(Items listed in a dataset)
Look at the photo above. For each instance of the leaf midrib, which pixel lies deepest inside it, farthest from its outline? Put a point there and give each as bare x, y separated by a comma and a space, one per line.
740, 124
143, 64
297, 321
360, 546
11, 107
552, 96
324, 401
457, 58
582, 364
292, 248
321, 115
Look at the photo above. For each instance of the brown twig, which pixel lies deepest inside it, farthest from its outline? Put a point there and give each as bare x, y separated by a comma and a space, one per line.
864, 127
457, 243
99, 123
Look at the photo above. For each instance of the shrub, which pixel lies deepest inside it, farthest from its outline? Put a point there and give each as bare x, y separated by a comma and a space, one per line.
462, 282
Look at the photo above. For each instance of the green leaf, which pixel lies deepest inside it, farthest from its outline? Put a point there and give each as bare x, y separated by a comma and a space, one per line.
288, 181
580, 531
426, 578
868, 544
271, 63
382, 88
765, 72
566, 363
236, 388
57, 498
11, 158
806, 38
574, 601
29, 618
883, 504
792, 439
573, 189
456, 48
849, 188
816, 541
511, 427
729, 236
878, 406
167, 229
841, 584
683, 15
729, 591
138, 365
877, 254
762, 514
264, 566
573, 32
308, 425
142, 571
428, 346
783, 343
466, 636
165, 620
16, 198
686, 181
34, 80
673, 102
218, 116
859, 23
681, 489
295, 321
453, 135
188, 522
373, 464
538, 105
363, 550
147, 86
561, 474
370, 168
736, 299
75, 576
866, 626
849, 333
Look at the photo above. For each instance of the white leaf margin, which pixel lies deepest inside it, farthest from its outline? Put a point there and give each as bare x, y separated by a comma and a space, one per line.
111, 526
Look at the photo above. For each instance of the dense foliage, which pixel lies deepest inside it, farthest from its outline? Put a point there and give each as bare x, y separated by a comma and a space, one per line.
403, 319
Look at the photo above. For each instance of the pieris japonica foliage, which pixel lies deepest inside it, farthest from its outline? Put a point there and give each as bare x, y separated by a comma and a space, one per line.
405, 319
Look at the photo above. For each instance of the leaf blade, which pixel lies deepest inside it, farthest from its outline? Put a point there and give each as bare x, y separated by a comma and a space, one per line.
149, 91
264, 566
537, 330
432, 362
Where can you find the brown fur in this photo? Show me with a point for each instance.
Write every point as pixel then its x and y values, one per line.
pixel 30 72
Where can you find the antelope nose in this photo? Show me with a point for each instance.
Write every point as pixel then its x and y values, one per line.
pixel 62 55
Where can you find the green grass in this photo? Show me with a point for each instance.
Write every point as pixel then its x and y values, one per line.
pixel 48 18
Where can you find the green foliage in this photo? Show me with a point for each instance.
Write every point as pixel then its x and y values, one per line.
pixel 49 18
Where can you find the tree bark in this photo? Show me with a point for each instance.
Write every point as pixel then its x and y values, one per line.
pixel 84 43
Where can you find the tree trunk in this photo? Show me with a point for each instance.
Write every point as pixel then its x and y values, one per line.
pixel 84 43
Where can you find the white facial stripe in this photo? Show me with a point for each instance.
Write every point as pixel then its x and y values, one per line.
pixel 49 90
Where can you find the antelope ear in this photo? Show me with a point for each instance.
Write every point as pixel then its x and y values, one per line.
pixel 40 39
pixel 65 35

• [PROBLEM DESCRIPTION]: Your job is to return all lines above that hold the word "Where".

• [RESULT FOR THIS EXERCISE]:
Where can you find the brown fur in this photo? Show me with a point for each instance.
Where can you find the antelope nose in this photo? Show me with a point for each instance.
Where can you find the green grass in this photo? Show me with a point for each instance.
Where can you find the green foliage in this photo? Show me with a point for each instance.
Where can you find the tree bark in this photo? Show me with a point for each instance.
Where can you find the tree trunk in this photo? Show me with a point for each instance.
Where can you find the white facial stripe in this photo? Show me with a point for each instance.
Where can you find the antelope ear in this photo? Show me with a point for each instance.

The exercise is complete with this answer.